_Boundary annotation records_
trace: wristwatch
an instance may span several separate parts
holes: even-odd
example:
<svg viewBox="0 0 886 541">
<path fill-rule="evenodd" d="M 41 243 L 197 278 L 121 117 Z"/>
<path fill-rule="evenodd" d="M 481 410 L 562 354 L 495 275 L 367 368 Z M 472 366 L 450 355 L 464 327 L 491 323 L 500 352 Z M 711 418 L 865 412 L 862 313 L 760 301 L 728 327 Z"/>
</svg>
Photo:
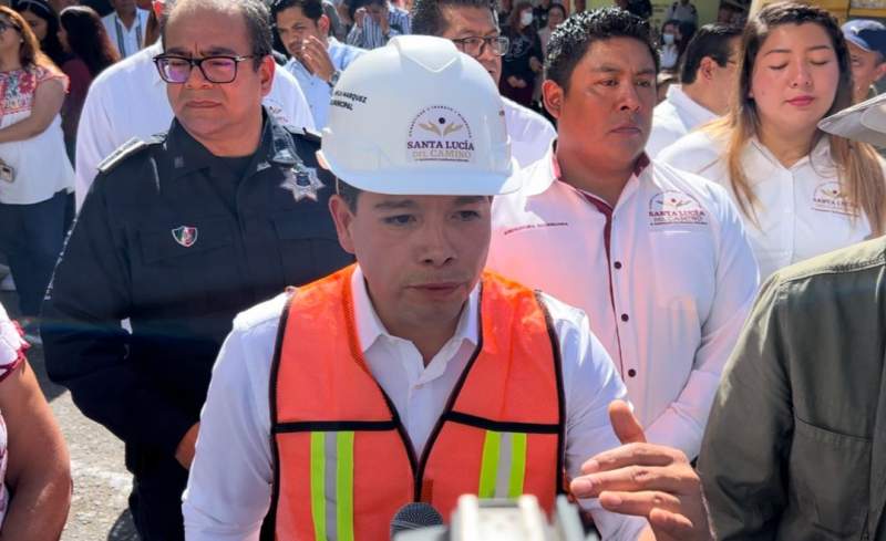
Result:
<svg viewBox="0 0 886 541">
<path fill-rule="evenodd" d="M 341 72 L 339 70 L 333 71 L 332 72 L 332 76 L 329 77 L 329 82 L 326 83 L 326 84 L 328 84 L 330 89 L 334 89 L 336 87 L 336 83 L 339 82 L 339 77 L 340 76 L 341 76 Z"/>
</svg>

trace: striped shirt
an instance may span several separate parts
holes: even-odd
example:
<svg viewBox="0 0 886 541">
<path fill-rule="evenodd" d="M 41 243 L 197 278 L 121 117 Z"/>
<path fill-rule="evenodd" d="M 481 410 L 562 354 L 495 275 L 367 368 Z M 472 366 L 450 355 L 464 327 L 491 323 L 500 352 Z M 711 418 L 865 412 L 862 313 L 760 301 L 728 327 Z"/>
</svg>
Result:
<svg viewBox="0 0 886 541">
<path fill-rule="evenodd" d="M 363 49 L 375 49 L 384 46 L 388 40 L 394 35 L 406 35 L 412 33 L 412 20 L 409 12 L 395 6 L 388 4 L 388 27 L 389 32 L 385 37 L 381 32 L 381 27 L 372 17 L 367 13 L 363 18 L 363 28 L 354 27 L 348 34 L 348 44 Z"/>
</svg>

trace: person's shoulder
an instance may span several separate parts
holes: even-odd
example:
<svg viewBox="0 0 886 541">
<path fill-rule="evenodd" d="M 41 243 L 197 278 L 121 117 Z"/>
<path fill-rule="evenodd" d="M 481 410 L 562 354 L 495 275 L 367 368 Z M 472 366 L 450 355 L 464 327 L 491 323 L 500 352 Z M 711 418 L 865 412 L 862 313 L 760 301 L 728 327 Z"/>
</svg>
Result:
<svg viewBox="0 0 886 541">
<path fill-rule="evenodd" d="M 280 318 L 289 305 L 295 290 L 286 291 L 277 296 L 256 304 L 234 318 L 234 332 L 239 334 L 269 334 L 276 336 Z"/>
<path fill-rule="evenodd" d="M 884 270 L 886 270 L 886 237 L 879 237 L 782 268 L 770 278 L 770 281 L 782 289 L 793 289 L 792 285 L 800 283 L 797 291 L 802 294 L 806 282 L 811 279 L 841 274 L 855 275 L 872 271 L 879 277 Z"/>
<path fill-rule="evenodd" d="M 504 96 L 502 96 L 502 103 L 504 104 L 508 135 L 512 138 L 525 138 L 539 133 L 556 135 L 557 132 L 554 126 L 539 113 Z"/>
<path fill-rule="evenodd" d="M 678 169 L 698 173 L 719 162 L 722 152 L 720 141 L 703 129 L 697 129 L 661 150 L 657 158 Z"/>
<path fill-rule="evenodd" d="M 157 134 L 147 138 L 133 137 L 117 147 L 106 158 L 99 163 L 99 175 L 107 176 L 117 174 L 126 175 L 125 165 L 141 163 L 148 158 L 147 150 L 152 146 L 162 145 L 166 141 L 166 134 Z M 115 173 L 116 171 L 116 173 Z"/>
</svg>

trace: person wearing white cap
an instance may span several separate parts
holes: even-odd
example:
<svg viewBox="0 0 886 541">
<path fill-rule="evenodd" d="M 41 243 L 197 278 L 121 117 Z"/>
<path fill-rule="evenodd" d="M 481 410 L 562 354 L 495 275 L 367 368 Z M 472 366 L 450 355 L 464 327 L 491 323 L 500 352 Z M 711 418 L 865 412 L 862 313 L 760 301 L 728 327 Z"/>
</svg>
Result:
<svg viewBox="0 0 886 541">
<path fill-rule="evenodd" d="M 852 61 L 853 101 L 864 102 L 886 73 L 886 27 L 870 19 L 855 19 L 842 27 Z"/>
<path fill-rule="evenodd" d="M 883 145 L 884 103 L 820 126 Z M 718 540 L 886 539 L 884 327 L 886 237 L 763 287 L 699 458 Z"/>
<path fill-rule="evenodd" d="M 266 516 L 281 540 L 388 539 L 410 501 L 449 516 L 462 493 L 533 493 L 550 510 L 564 474 L 607 539 L 711 539 L 686 456 L 610 406 L 625 387 L 584 313 L 482 271 L 491 197 L 519 187 L 503 115 L 449 40 L 398 37 L 342 73 L 319 155 L 358 263 L 237 318 L 187 539 L 255 540 Z"/>
<path fill-rule="evenodd" d="M 817 128 L 852 104 L 843 32 L 824 9 L 763 8 L 745 27 L 730 113 L 658 158 L 729 189 L 761 278 L 886 231 L 876 150 Z"/>
<path fill-rule="evenodd" d="M 547 60 L 559 136 L 496 199 L 487 264 L 587 312 L 649 440 L 696 457 L 756 292 L 741 217 L 721 187 L 643 154 L 656 98 L 645 22 L 577 13 Z"/>
</svg>

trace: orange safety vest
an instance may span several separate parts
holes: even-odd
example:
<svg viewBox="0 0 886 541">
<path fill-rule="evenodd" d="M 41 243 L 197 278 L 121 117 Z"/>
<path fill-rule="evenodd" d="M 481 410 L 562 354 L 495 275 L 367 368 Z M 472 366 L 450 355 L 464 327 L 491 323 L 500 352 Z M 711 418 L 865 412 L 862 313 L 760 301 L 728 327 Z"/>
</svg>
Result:
<svg viewBox="0 0 886 541">
<path fill-rule="evenodd" d="M 353 267 L 289 300 L 271 372 L 276 539 L 387 540 L 396 511 L 563 492 L 559 347 L 529 289 L 484 273 L 481 339 L 418 458 L 357 337 Z"/>
</svg>

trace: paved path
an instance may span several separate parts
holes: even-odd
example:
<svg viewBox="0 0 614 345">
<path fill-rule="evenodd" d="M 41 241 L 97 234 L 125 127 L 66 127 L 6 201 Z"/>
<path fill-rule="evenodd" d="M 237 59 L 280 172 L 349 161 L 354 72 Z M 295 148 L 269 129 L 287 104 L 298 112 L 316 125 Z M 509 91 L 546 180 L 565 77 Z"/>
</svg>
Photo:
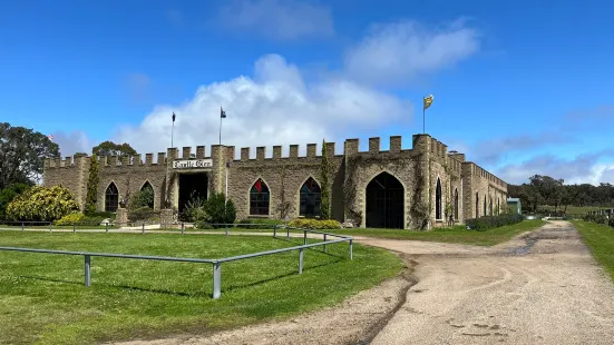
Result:
<svg viewBox="0 0 614 345">
<path fill-rule="evenodd" d="M 614 285 L 567 221 L 493 248 L 417 254 L 418 284 L 371 344 L 613 344 Z"/>
</svg>

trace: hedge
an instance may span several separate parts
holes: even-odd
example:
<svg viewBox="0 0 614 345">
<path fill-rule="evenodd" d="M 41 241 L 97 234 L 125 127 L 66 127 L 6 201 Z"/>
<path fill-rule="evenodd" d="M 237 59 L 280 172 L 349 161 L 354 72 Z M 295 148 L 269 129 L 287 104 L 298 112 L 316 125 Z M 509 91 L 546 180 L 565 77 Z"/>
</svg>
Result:
<svg viewBox="0 0 614 345">
<path fill-rule="evenodd" d="M 522 215 L 498 215 L 498 216 L 485 216 L 480 218 L 471 218 L 465 220 L 465 225 L 470 230 L 484 231 L 493 228 L 498 228 L 506 225 L 513 225 L 523 221 Z"/>
<path fill-rule="evenodd" d="M 331 220 L 331 219 L 321 220 L 321 219 L 312 219 L 312 218 L 298 218 L 290 221 L 289 226 L 295 227 L 295 228 L 303 228 L 303 229 L 314 229 L 314 230 L 341 228 L 341 224 L 337 220 Z"/>
</svg>

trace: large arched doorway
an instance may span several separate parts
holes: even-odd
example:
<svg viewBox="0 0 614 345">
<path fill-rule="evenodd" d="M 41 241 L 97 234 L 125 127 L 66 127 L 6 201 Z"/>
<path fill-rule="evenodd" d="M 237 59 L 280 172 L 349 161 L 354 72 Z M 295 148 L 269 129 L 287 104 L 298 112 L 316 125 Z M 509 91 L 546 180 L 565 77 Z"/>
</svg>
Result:
<svg viewBox="0 0 614 345">
<path fill-rule="evenodd" d="M 394 228 L 403 226 L 403 186 L 392 175 L 381 172 L 367 185 L 367 227 Z"/>
<path fill-rule="evenodd" d="M 105 211 L 114 213 L 117 210 L 118 205 L 119 190 L 117 190 L 117 186 L 114 183 L 110 183 L 107 190 L 105 190 Z"/>
<path fill-rule="evenodd" d="M 458 189 L 455 188 L 455 220 L 458 220 Z"/>
<path fill-rule="evenodd" d="M 444 218 L 441 211 L 441 180 L 437 178 L 437 186 L 435 187 L 435 219 L 440 220 Z"/>
<path fill-rule="evenodd" d="M 476 193 L 476 218 L 479 218 L 479 194 Z"/>
</svg>

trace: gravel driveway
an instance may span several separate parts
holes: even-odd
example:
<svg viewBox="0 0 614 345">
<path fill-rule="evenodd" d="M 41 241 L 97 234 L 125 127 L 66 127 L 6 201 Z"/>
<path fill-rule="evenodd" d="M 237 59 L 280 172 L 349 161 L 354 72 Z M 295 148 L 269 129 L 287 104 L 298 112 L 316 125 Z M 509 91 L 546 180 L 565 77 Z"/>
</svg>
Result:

_SHORT TASK_
Reproduce the lines from the one containing "trace: person's shoulder" up to and including the one containing "157 134 L 147", substituting "nonzero" for "even-odd" and leaving everything else unchanged.

_EXERCISE RESULT_
trace: person's shoulder
an instance may span several separate parts
holes: nonzero
example:
<svg viewBox="0 0 886 541">
<path fill-rule="evenodd" d="M 41 243 L 197 278 L 121 117 Z"/>
<path fill-rule="evenodd" d="M 481 410 L 562 354 L 495 275 L 367 368 Z M 472 366 L 450 355 L 464 327 L 491 323 L 500 352 Z M 711 418 L 865 412 L 862 313 L 760 301 L 728 327 Z"/>
</svg>
Result:
<svg viewBox="0 0 886 541">
<path fill-rule="evenodd" d="M 280 318 L 289 305 L 295 290 L 286 291 L 277 296 L 256 304 L 234 318 L 234 332 L 239 334 L 269 334 L 276 336 Z"/>
<path fill-rule="evenodd" d="M 884 270 L 886 270 L 886 237 L 879 237 L 782 268 L 770 278 L 770 281 L 782 289 L 793 289 L 792 285 L 800 283 L 797 291 L 802 294 L 806 282 L 811 279 L 841 274 L 855 275 L 872 271 L 879 277 Z"/>
<path fill-rule="evenodd" d="M 504 96 L 502 96 L 502 103 L 504 104 L 508 135 L 512 138 L 525 138 L 539 133 L 556 135 L 557 132 L 554 126 L 539 113 Z"/>
<path fill-rule="evenodd" d="M 678 169 L 698 173 L 719 162 L 722 152 L 720 141 L 703 129 L 697 129 L 661 150 L 657 158 Z"/>
<path fill-rule="evenodd" d="M 157 134 L 147 138 L 133 137 L 117 147 L 106 158 L 99 163 L 99 175 L 107 176 L 117 174 L 126 175 L 125 165 L 141 163 L 148 158 L 147 150 L 152 146 L 162 145 L 166 141 L 166 134 Z M 115 173 L 116 171 L 116 173 Z"/>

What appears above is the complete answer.